PROBLEMA PROPOSTO:
Ripeti tali e quali le righe del materiale, partendo da quella che contiene "the white gravel" e finendo con quella che contiene "x=241, y=379", entrambe incluse.

◆ ◆ ◆ ◆ ◆

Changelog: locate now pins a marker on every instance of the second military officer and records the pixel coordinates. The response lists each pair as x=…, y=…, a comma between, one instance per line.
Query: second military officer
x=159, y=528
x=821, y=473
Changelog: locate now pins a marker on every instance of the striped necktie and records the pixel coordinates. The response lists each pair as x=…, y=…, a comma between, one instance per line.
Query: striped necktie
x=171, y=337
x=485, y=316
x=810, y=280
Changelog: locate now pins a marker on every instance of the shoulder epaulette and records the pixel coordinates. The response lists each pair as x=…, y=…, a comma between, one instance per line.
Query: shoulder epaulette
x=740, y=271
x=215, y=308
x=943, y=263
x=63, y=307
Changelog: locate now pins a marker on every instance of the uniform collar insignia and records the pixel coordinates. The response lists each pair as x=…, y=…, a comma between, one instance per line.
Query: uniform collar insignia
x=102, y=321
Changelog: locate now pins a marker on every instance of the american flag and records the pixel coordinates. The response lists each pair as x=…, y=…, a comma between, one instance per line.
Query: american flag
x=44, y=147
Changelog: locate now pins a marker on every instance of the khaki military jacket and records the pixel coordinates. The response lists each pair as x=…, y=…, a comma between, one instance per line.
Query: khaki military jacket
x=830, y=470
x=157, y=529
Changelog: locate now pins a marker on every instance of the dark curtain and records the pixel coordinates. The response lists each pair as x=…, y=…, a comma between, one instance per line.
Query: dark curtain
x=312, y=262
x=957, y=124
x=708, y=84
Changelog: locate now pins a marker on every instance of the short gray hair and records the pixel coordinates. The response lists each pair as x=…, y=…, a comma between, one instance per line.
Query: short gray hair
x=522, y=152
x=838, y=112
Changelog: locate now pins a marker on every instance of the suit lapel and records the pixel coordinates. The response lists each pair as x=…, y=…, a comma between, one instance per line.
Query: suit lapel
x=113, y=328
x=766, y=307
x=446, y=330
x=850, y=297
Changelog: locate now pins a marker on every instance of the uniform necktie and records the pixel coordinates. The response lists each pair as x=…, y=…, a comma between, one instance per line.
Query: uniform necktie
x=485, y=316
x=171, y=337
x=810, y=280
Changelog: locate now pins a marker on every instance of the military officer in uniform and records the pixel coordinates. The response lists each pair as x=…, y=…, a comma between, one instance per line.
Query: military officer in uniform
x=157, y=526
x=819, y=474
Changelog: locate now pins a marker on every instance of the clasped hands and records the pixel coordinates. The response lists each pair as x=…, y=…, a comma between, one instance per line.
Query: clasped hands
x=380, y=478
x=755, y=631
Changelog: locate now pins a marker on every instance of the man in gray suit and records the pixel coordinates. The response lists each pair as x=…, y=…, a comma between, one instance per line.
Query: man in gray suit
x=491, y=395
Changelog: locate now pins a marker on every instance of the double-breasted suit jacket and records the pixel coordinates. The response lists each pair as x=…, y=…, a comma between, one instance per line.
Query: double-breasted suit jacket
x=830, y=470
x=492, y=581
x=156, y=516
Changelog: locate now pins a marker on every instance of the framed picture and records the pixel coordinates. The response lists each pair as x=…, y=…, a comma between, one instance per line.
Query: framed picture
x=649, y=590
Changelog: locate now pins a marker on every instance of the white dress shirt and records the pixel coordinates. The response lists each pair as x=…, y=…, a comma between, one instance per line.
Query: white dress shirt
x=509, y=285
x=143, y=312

◆ ◆ ◆ ◆ ◆

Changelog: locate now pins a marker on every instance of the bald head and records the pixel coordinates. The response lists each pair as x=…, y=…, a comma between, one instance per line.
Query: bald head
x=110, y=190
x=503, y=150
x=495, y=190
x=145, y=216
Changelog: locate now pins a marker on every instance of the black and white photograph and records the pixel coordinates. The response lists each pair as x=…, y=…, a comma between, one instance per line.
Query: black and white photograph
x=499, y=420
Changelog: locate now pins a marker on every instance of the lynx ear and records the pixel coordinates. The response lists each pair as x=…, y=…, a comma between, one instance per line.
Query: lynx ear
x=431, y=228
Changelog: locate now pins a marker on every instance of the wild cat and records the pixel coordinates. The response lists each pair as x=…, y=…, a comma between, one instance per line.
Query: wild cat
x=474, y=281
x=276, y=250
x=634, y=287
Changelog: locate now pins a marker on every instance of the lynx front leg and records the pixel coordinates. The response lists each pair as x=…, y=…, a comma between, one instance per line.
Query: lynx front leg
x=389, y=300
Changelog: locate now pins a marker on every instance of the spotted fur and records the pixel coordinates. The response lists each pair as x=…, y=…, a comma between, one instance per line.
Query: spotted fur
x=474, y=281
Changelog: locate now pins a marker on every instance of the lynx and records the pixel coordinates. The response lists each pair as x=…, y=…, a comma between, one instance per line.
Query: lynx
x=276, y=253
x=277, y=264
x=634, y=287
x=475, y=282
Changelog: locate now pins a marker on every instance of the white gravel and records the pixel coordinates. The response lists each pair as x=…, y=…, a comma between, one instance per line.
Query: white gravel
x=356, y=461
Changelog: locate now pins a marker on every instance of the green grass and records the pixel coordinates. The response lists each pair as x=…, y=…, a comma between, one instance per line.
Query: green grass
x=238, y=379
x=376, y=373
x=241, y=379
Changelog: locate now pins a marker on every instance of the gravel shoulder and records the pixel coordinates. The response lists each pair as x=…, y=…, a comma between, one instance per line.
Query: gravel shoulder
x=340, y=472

◆ ◆ ◆ ◆ ◆

RISPOSTA QUI SOTTO:
Changelog: locate now pins a marker on every instance of the white gravel and records the pixel coordinates. The response lists each pair as x=…, y=…, a comma between, one instance per line.
Query: white gravel
x=356, y=461
Changelog: locate now pins a marker on every instance of the green grass and records the pixel coordinates. The response lists each pair as x=…, y=…, a comma between, one instance per line.
Query: green grass
x=238, y=379
x=376, y=373
x=241, y=379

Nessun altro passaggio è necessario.